Given task:
Print, word for word, the stretch of the listing below from the line containing "Place one point on every instance of the boy" through the end of the listing.

Given entries:
******

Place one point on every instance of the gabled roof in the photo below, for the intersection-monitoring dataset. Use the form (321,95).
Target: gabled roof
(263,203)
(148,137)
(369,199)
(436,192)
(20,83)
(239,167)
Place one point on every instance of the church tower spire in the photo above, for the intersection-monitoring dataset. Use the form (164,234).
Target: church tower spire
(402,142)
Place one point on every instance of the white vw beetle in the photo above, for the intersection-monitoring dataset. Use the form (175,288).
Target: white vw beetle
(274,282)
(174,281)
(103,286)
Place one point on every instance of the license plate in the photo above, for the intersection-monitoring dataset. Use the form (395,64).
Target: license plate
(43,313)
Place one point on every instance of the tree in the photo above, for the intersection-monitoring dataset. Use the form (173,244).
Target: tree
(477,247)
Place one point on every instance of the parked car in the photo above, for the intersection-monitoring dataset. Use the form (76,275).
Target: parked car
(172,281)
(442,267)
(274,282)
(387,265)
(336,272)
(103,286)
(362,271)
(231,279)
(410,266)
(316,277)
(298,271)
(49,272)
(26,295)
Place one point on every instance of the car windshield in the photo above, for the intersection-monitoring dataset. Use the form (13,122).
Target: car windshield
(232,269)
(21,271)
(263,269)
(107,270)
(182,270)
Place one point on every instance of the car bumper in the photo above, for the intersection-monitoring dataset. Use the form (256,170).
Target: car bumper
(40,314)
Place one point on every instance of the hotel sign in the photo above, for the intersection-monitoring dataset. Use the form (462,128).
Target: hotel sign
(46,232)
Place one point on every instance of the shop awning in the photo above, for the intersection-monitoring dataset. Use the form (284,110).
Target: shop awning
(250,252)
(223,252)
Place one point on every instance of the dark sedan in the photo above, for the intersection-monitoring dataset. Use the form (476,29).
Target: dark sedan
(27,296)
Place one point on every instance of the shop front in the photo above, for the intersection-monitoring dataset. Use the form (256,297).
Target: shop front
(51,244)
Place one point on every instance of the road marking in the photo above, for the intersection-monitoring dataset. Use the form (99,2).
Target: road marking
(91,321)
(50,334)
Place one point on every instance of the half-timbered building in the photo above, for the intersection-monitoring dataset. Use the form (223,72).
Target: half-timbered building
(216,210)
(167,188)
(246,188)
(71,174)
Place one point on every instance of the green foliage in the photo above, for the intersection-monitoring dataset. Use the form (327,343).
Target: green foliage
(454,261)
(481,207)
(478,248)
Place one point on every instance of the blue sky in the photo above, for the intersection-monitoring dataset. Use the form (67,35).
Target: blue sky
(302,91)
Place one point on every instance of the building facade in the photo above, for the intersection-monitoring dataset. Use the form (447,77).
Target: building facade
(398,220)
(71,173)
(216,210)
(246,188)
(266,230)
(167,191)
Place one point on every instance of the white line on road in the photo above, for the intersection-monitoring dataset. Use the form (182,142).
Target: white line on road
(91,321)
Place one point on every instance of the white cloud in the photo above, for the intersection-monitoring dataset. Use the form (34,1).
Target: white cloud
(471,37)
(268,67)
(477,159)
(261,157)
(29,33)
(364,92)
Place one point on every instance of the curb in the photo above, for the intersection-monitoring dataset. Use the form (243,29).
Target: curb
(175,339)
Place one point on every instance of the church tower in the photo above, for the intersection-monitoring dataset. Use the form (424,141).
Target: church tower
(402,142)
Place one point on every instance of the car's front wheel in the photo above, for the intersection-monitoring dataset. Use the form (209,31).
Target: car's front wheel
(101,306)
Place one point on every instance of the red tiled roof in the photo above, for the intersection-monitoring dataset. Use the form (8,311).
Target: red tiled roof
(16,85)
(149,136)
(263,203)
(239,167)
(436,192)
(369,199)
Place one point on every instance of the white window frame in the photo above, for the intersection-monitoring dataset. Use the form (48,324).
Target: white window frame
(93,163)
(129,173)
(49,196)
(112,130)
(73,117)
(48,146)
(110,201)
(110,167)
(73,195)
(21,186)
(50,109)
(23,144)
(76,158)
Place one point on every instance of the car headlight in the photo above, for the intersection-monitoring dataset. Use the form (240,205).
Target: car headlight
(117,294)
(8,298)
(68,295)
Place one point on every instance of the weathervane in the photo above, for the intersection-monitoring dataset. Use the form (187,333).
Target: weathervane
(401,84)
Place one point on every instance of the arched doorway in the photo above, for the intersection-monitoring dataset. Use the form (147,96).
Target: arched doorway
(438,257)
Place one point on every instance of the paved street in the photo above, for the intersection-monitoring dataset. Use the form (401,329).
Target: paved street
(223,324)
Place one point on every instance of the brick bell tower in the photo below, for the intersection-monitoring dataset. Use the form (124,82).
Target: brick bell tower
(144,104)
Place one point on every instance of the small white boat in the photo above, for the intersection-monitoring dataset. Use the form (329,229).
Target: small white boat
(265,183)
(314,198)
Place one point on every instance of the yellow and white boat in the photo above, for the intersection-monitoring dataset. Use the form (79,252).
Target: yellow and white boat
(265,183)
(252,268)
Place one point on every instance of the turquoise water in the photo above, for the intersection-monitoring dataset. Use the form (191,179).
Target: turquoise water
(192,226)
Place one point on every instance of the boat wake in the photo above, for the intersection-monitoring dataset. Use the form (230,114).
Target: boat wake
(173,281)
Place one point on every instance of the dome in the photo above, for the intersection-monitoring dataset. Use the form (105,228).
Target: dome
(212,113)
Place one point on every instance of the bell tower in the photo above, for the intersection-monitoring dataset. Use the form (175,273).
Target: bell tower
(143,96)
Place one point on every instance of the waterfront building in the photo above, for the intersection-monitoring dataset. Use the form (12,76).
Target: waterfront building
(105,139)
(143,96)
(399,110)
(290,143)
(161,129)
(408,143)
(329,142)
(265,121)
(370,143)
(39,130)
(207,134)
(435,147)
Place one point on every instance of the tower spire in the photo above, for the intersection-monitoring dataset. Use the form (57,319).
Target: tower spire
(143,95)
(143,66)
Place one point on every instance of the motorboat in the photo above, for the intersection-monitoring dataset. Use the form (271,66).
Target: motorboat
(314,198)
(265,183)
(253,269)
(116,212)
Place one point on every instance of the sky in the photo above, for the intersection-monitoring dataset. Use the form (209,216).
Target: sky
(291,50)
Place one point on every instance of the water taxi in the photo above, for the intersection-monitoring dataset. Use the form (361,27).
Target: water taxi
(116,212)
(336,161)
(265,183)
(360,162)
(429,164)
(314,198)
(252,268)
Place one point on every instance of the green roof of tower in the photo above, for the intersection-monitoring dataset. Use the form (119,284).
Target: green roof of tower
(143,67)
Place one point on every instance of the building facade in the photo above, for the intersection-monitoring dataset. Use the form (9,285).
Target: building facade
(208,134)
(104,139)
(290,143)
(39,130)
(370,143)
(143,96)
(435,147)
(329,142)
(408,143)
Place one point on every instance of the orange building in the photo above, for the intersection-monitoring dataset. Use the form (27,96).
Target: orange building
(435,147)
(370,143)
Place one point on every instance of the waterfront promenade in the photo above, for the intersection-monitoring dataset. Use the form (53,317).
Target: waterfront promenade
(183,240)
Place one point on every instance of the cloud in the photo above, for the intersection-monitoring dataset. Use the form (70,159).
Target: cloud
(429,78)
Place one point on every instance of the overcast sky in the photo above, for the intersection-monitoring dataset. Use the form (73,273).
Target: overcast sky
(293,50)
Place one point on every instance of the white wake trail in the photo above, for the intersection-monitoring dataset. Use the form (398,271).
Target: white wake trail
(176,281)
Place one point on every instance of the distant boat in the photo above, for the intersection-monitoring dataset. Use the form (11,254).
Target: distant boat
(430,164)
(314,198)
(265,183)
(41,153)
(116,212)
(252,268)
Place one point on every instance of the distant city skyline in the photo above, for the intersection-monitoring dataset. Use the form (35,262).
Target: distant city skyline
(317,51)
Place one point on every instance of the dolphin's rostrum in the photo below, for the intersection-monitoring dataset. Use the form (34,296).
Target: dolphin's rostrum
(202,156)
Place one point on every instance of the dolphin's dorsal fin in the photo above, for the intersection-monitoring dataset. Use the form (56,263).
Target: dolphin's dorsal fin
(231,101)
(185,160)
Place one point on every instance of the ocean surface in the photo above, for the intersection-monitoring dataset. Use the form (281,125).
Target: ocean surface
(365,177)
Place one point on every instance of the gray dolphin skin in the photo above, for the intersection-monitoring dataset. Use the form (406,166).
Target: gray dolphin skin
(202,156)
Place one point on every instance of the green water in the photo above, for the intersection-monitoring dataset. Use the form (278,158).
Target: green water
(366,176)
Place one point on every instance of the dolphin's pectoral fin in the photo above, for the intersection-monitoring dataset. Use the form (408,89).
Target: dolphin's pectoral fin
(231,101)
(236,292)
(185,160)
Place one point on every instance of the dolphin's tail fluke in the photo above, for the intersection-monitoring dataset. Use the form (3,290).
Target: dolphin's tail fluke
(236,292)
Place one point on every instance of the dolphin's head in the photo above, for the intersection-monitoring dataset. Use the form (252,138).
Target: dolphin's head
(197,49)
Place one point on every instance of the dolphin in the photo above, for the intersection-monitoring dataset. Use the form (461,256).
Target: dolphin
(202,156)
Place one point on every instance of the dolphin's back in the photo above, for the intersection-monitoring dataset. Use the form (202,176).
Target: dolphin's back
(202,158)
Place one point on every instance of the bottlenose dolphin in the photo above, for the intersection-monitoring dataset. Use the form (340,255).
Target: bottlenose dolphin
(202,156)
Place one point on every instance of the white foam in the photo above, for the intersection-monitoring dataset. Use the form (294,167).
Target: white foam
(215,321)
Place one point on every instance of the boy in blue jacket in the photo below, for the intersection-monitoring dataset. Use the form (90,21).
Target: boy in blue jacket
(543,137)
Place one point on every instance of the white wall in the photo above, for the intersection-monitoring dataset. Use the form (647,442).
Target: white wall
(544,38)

******

Solution to this problem:
Place one point on every instance of the boy in blue jacket in the photo below, for the intersection-monitoring dataset. Use the form (90,21).
Target: boy in blue jacket
(543,137)
Place one point on every instance of the white wall in the photo above, for the intersection-monitoring dataset. Use the form (647,442).
Target: white wall
(544,38)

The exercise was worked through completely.